Given problem: Please count the lines in the records below that contain the string "bridge", treating uppercase and lowercase as different, and reply with the number alone.

------

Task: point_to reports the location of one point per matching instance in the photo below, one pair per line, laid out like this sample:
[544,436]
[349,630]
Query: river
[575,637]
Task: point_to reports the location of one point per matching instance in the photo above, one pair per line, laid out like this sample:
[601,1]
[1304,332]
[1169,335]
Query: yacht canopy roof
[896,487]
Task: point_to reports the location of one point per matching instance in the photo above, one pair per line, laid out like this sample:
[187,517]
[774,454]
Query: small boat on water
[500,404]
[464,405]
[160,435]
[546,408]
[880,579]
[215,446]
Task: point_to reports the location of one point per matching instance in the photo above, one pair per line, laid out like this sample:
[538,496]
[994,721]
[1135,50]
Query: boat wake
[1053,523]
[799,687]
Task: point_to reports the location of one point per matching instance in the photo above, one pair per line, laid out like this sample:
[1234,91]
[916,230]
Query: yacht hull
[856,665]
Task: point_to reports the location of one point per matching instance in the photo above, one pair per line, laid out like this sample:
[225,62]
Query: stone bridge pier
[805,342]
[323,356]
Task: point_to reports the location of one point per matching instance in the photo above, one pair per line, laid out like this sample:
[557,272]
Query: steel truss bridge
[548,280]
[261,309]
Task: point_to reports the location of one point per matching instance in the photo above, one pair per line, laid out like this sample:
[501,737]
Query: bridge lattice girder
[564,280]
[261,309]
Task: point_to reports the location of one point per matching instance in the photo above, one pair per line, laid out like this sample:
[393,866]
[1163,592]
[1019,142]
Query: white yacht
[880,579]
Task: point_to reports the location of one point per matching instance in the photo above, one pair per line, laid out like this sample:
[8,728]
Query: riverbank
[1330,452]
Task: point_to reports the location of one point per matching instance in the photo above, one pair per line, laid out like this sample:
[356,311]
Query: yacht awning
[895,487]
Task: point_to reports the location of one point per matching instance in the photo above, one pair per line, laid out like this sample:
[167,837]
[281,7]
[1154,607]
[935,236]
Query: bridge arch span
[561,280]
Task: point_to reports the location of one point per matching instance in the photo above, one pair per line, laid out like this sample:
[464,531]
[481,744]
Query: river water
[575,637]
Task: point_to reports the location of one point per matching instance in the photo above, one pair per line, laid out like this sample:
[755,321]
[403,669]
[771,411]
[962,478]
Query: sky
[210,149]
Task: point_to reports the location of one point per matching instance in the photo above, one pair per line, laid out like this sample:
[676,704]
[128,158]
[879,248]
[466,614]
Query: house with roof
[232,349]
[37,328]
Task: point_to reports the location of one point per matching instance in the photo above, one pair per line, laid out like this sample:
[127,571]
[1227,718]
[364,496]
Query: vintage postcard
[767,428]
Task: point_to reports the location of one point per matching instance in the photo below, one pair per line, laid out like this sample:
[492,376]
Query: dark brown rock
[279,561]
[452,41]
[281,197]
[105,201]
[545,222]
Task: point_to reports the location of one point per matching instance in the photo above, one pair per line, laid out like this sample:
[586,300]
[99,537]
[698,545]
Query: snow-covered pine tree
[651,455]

------

Answer to this exercise: 4